_Exercise description_:
Your answer should hold each line of the material that contains the word "slope".

_Provided information_:
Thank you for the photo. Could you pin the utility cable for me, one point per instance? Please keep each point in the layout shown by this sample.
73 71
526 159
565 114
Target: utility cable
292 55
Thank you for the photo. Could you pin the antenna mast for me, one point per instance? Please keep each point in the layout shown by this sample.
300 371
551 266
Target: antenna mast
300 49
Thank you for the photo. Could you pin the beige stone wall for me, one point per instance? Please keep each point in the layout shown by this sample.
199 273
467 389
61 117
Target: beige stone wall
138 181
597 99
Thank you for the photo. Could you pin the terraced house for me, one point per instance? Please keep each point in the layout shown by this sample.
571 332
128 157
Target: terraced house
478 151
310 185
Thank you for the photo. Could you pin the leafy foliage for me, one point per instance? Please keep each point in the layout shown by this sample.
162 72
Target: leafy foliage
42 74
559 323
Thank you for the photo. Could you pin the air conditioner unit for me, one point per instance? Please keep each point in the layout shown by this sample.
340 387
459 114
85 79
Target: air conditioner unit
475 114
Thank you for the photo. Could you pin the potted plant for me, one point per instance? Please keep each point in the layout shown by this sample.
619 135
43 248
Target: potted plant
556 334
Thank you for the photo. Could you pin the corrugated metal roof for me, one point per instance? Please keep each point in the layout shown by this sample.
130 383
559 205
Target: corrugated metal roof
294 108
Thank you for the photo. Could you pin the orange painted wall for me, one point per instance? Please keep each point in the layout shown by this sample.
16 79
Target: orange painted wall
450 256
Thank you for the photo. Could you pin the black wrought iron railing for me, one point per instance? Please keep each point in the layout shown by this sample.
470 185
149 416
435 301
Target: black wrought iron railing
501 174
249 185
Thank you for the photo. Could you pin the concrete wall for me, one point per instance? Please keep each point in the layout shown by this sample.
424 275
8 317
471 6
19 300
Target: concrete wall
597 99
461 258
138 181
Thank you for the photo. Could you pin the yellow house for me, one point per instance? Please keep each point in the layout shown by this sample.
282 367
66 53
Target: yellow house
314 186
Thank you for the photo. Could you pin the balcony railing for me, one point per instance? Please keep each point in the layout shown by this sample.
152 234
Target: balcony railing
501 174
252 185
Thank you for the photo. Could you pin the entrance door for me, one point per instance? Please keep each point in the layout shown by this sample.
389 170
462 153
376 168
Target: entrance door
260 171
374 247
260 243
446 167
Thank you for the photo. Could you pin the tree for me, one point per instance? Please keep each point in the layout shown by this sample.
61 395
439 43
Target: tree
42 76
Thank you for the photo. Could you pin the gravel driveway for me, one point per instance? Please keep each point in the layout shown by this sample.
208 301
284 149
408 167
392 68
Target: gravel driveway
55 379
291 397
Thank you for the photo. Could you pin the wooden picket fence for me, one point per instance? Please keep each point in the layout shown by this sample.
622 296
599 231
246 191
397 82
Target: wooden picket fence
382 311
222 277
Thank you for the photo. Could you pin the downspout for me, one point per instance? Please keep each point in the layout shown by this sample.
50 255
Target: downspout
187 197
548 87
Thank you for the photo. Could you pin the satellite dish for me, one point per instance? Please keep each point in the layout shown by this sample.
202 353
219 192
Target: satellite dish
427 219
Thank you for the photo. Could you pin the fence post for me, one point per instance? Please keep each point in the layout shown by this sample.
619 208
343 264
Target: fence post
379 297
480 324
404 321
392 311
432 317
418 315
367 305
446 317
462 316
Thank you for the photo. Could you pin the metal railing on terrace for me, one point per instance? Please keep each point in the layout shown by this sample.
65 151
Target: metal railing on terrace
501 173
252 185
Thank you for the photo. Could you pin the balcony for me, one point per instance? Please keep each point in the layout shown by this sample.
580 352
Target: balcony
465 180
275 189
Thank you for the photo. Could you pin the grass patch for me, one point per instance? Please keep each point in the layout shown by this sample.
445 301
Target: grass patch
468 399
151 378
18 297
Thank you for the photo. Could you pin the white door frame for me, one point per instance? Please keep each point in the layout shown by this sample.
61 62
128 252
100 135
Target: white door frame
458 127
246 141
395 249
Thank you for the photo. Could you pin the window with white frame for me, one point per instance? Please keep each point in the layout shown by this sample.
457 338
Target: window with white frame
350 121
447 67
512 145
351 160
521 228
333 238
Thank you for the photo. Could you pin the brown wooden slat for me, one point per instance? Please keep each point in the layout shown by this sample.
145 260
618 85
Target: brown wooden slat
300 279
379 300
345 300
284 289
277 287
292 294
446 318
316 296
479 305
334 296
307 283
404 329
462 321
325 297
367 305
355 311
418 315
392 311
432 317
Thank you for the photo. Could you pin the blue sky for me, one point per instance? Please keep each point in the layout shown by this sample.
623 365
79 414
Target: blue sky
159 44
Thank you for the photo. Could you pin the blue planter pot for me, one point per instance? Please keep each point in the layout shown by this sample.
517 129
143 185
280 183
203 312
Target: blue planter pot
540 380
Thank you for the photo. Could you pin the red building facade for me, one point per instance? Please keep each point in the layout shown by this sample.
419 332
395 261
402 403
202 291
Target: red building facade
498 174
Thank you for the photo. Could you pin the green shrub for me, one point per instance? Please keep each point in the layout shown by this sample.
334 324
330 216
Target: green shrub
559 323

* * *

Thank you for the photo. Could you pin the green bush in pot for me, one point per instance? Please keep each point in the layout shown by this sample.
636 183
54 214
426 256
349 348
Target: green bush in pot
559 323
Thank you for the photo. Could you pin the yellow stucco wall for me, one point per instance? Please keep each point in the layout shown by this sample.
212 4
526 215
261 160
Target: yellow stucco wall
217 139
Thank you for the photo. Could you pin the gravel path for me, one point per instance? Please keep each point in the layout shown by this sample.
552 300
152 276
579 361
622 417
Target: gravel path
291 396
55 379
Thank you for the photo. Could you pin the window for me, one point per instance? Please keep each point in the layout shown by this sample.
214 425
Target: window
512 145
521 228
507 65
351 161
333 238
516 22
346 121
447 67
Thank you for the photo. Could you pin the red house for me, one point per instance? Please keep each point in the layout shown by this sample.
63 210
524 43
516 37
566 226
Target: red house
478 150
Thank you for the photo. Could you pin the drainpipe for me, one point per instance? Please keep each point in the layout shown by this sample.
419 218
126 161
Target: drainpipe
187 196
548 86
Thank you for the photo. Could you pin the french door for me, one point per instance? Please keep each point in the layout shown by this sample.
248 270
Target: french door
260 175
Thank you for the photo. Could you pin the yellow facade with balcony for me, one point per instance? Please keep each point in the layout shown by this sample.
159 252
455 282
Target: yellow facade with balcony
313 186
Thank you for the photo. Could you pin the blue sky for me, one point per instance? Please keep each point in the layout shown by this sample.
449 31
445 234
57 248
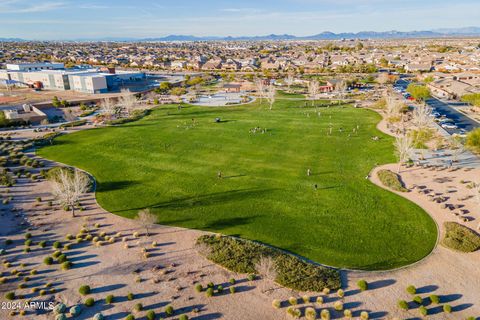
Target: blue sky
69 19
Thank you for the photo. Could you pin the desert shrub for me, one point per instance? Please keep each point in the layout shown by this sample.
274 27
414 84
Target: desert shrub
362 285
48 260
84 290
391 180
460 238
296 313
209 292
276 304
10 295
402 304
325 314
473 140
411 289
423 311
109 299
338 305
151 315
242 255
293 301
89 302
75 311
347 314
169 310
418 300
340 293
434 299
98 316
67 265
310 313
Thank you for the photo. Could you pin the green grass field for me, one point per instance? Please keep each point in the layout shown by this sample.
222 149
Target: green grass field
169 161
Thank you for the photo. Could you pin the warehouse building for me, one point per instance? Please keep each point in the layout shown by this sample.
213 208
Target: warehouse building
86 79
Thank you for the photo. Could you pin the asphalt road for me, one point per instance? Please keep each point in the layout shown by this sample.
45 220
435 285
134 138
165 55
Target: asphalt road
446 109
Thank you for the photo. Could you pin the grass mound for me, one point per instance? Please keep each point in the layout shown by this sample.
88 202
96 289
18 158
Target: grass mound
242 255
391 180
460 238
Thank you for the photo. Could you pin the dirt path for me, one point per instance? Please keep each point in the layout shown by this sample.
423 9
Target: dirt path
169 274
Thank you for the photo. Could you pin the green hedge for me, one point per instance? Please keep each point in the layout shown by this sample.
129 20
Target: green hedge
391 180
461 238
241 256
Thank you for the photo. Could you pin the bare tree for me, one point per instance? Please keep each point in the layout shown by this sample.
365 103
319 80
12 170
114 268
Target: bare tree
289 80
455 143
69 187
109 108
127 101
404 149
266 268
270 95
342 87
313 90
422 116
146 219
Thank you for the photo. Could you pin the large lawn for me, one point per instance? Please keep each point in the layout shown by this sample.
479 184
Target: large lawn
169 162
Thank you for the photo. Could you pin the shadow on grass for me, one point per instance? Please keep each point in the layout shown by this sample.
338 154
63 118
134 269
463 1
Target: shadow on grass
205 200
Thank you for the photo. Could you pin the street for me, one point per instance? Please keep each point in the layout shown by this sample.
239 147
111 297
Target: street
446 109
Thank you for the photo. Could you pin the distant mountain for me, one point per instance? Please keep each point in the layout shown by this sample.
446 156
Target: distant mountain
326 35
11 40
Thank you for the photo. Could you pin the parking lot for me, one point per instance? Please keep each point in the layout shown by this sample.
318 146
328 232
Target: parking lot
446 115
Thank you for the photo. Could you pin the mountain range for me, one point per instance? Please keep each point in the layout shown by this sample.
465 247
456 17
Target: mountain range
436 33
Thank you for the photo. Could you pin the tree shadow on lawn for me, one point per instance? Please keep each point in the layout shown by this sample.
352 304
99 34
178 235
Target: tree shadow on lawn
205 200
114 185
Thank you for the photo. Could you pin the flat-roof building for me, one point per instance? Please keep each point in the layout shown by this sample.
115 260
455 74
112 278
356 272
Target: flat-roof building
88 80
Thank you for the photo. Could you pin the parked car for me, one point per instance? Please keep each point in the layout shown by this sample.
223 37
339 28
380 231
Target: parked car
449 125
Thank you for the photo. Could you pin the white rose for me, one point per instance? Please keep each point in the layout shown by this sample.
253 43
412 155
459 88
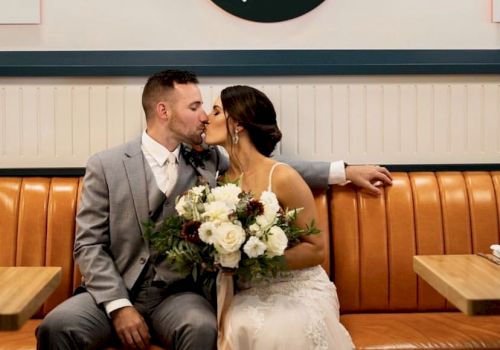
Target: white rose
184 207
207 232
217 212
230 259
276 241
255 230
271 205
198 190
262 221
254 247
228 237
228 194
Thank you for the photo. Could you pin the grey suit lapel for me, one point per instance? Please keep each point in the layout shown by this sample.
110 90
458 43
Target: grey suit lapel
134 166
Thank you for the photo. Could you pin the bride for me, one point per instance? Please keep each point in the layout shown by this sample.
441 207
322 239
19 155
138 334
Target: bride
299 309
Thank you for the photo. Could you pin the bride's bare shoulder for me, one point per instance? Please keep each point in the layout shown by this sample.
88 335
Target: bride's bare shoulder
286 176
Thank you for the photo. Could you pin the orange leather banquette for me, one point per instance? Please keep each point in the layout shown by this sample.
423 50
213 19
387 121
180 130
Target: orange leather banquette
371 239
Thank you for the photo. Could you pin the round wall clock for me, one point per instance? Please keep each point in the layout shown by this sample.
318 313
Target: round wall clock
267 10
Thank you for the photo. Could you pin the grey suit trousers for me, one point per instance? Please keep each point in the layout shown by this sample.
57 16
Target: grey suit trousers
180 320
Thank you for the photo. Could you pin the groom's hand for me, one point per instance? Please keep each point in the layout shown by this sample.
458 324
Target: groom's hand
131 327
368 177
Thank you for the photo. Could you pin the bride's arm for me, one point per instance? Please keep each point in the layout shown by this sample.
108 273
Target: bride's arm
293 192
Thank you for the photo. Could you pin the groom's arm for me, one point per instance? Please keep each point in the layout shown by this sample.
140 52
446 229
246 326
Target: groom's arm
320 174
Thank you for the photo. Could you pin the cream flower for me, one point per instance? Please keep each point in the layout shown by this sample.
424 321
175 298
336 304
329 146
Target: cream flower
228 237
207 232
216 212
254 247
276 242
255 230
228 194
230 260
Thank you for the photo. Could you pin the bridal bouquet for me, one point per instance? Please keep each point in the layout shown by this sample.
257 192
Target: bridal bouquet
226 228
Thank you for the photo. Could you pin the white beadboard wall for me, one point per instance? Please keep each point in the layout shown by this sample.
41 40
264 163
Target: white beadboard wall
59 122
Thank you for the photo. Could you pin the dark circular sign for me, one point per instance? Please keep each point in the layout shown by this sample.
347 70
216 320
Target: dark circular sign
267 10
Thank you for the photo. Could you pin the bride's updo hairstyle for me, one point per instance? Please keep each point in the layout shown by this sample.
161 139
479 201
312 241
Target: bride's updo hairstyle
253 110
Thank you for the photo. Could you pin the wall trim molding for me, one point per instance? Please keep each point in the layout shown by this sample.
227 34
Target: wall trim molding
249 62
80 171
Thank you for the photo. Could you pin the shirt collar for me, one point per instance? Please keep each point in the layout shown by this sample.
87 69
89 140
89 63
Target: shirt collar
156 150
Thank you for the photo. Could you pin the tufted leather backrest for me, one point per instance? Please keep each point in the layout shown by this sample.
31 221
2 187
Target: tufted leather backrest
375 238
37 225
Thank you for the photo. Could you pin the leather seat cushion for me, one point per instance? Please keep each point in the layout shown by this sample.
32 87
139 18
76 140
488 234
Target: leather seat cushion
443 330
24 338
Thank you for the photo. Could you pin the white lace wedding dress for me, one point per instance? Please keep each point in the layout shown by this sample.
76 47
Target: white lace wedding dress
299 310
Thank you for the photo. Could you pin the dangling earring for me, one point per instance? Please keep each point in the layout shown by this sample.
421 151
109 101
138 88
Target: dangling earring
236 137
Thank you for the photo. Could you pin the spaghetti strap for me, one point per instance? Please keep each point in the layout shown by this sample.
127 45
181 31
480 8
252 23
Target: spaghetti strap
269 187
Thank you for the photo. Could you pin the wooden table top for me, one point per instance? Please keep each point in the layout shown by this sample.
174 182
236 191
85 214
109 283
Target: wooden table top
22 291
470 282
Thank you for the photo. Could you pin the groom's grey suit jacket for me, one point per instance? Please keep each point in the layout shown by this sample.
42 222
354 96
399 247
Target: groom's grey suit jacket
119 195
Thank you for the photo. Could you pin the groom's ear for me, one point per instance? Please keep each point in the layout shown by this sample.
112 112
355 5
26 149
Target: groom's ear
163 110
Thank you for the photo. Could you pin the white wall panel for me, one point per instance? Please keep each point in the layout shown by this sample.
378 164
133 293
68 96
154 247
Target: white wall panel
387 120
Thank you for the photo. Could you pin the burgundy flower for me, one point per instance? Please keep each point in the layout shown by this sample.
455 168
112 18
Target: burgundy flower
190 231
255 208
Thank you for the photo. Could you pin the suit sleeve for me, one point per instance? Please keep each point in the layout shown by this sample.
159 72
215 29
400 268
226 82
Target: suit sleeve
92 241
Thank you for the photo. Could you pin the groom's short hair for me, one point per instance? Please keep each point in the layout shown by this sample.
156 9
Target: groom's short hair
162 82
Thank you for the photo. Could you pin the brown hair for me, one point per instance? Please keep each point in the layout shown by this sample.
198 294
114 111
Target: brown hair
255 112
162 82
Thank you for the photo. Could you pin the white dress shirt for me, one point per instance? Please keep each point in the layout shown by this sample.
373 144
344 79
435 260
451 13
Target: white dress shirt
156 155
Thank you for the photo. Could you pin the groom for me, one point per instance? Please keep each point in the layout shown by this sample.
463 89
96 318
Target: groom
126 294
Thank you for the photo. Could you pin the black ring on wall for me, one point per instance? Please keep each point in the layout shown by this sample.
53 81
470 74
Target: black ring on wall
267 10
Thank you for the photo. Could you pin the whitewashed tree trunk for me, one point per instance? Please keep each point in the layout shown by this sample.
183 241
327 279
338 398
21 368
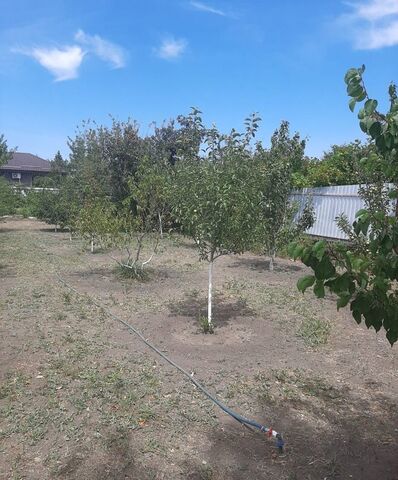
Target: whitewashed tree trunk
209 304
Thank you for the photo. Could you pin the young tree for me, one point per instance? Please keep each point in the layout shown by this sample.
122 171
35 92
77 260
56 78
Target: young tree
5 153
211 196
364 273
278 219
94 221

---

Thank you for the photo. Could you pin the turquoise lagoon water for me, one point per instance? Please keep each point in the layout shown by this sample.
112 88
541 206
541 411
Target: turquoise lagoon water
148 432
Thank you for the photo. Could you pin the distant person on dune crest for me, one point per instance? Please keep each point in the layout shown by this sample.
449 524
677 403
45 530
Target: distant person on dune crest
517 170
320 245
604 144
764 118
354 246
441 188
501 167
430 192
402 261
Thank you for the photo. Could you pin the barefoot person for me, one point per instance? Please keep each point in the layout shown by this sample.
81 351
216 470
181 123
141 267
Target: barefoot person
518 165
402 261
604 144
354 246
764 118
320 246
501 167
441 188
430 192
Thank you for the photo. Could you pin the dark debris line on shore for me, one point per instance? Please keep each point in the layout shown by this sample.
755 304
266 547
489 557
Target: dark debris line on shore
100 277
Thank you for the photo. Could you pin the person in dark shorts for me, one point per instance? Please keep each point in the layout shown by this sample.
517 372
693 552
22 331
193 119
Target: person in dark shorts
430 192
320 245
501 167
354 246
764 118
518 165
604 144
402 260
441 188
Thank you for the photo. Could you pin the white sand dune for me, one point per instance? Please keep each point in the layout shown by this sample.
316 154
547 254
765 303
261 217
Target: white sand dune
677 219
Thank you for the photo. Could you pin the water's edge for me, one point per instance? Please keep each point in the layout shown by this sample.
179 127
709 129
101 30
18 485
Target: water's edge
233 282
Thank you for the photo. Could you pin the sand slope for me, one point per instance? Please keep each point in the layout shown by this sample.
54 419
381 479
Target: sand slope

_Response to this exercise_:
Thank you for the photo. Could you pin the sand slope for me, one point per instance? Please keep each point in the layout shown by this sample.
Target: sand slope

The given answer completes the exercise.